- GOAL OF THE EXERCISE
Reproduce word for word everything in the piece on reverse image searching from "Below are the" down to "here as well.".

- EXTRACT TO READ
When using a reverse image search plugin, you can right click to search for infringements of your images with multiple services at once.

What if I can’t right click on my images?

   For some of you the majority of your images may be on a site such as 500px, Flickr, Smugmug or Photoshelter that do not allow you to right click. While many of my infringed photographs come from my blog, the bulk of my image library is on Photoshelter. For those images I simply batch upload downsized copies to my own website in a hidden folder. I then load each photo and do the right click from there. When I am finished I empty the folder. For those of you without a website – there are fewer options. You can right click on G+ and images on Facebook if you have your images there. I tried this with both Dropbox and Google Drive and was unable to right click on those photos, though competing services may differ in that regard.

The search results

   Below are the search results for the reverse image search depicted in the first screen capture above. There were no results for Tineye or Yandex, so I closed those tabs and looked at the Google Images results. As this was a fairly recent blog post, I am not surprised to find only my blog in the results. Normally for each image I search I have a few results on Google – either from my blog or my Photoshelter image library. Sometimes my own posts on social media (mostly Google+) will show up here as well.

- ENTRIES SUPPLIED
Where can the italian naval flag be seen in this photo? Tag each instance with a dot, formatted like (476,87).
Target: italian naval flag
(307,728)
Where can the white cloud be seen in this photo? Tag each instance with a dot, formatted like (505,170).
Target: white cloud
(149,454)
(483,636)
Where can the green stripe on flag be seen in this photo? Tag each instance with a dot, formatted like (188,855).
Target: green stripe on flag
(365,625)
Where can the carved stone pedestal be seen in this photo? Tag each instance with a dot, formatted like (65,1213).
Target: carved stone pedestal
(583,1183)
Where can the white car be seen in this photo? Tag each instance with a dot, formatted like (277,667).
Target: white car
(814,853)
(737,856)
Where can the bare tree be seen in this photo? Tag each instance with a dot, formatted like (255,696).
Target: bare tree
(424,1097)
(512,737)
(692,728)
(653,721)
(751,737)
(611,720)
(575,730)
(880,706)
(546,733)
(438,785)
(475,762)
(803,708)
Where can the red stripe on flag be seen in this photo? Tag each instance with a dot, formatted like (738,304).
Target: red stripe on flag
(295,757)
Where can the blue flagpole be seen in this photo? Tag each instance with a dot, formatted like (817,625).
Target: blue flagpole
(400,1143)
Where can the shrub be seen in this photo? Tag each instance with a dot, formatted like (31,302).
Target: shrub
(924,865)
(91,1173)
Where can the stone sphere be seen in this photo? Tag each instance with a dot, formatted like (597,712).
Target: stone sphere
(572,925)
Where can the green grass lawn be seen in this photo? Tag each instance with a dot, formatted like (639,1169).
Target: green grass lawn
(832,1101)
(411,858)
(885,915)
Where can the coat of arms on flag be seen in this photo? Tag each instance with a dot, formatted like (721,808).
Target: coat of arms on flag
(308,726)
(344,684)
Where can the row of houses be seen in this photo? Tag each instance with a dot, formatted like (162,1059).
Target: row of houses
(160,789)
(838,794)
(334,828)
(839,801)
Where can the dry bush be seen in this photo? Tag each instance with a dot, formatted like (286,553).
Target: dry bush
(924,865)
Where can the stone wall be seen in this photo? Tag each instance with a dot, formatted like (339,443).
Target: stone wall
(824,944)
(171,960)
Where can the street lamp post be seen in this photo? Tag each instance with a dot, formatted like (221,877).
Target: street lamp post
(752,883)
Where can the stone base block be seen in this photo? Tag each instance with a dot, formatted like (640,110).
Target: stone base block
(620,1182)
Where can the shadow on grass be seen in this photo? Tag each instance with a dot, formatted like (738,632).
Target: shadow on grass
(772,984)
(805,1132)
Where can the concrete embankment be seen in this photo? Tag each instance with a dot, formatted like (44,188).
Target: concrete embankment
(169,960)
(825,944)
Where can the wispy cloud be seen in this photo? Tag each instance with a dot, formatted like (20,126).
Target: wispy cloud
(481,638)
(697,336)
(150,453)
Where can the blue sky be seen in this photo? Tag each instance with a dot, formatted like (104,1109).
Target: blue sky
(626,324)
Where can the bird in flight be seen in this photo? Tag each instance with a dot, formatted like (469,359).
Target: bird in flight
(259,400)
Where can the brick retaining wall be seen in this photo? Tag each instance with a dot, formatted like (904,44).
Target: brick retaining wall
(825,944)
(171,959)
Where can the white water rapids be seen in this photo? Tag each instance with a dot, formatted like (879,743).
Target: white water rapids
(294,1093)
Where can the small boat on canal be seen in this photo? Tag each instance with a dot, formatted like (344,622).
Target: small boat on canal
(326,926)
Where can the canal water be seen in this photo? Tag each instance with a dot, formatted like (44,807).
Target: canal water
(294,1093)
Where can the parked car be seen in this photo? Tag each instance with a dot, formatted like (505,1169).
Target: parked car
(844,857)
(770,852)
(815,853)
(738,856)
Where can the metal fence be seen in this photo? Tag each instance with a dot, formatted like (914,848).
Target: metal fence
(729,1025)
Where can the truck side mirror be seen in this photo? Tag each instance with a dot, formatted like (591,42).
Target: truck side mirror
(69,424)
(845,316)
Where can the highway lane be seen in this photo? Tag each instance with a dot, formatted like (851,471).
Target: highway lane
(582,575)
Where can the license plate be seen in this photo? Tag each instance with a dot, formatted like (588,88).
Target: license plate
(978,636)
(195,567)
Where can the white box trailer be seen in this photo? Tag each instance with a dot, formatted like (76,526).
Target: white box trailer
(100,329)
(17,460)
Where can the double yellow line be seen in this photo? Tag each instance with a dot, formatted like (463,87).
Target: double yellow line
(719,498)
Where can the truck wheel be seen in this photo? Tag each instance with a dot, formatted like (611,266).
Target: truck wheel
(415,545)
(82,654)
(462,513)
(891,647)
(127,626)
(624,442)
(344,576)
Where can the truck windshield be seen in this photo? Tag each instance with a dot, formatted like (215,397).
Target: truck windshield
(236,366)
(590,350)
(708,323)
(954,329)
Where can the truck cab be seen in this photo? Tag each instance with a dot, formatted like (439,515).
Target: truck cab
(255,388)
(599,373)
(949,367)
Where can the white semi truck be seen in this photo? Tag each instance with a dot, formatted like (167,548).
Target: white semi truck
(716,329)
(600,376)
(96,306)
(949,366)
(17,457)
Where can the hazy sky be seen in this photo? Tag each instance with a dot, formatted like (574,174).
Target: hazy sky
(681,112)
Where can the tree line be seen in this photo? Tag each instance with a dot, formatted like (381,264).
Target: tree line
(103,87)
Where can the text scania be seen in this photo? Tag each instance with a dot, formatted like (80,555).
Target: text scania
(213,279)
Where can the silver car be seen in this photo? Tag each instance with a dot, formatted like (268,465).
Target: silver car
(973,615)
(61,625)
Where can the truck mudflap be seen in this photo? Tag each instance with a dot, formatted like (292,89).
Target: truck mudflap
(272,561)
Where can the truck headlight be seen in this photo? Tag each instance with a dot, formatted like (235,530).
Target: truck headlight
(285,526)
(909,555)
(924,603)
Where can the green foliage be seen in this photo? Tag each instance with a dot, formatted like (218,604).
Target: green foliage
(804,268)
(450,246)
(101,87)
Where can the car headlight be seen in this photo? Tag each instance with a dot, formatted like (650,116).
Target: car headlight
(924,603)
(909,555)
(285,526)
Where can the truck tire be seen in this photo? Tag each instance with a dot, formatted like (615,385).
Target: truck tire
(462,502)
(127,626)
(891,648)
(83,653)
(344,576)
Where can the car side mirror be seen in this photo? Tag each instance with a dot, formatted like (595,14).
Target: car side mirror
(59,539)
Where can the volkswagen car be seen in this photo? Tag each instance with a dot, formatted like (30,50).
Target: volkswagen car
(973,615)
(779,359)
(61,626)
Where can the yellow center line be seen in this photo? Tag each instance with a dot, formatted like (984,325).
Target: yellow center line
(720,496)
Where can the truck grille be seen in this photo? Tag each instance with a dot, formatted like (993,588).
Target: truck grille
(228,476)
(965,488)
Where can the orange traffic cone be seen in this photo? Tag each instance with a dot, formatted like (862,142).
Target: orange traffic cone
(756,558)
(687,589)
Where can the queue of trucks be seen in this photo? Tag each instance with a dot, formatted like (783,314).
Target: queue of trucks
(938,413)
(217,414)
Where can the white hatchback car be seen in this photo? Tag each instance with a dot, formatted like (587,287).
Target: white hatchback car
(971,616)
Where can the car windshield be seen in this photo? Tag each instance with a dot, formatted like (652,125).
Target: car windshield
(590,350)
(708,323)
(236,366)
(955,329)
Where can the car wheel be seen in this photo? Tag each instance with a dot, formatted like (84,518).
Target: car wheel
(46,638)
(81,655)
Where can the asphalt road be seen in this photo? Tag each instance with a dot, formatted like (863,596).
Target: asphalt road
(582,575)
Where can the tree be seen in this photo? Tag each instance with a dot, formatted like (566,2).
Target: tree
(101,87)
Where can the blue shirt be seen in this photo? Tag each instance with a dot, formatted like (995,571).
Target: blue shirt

- RESPONSE FOR THIS EXERCISE
Below are the search results for the reverse image search depicted in the first screen capture above. There were no results for Tineye or Yandex, so I closed those tabs and looked at the Google Images results. As this was a fairly recent blog post, I am not surprised to find only my blog in the results. Normally for each image I search I have a few results on Google – either from my blog or my Photoshelter image library. Sometimes my own posts on social media (mostly Google+) will show up here as well.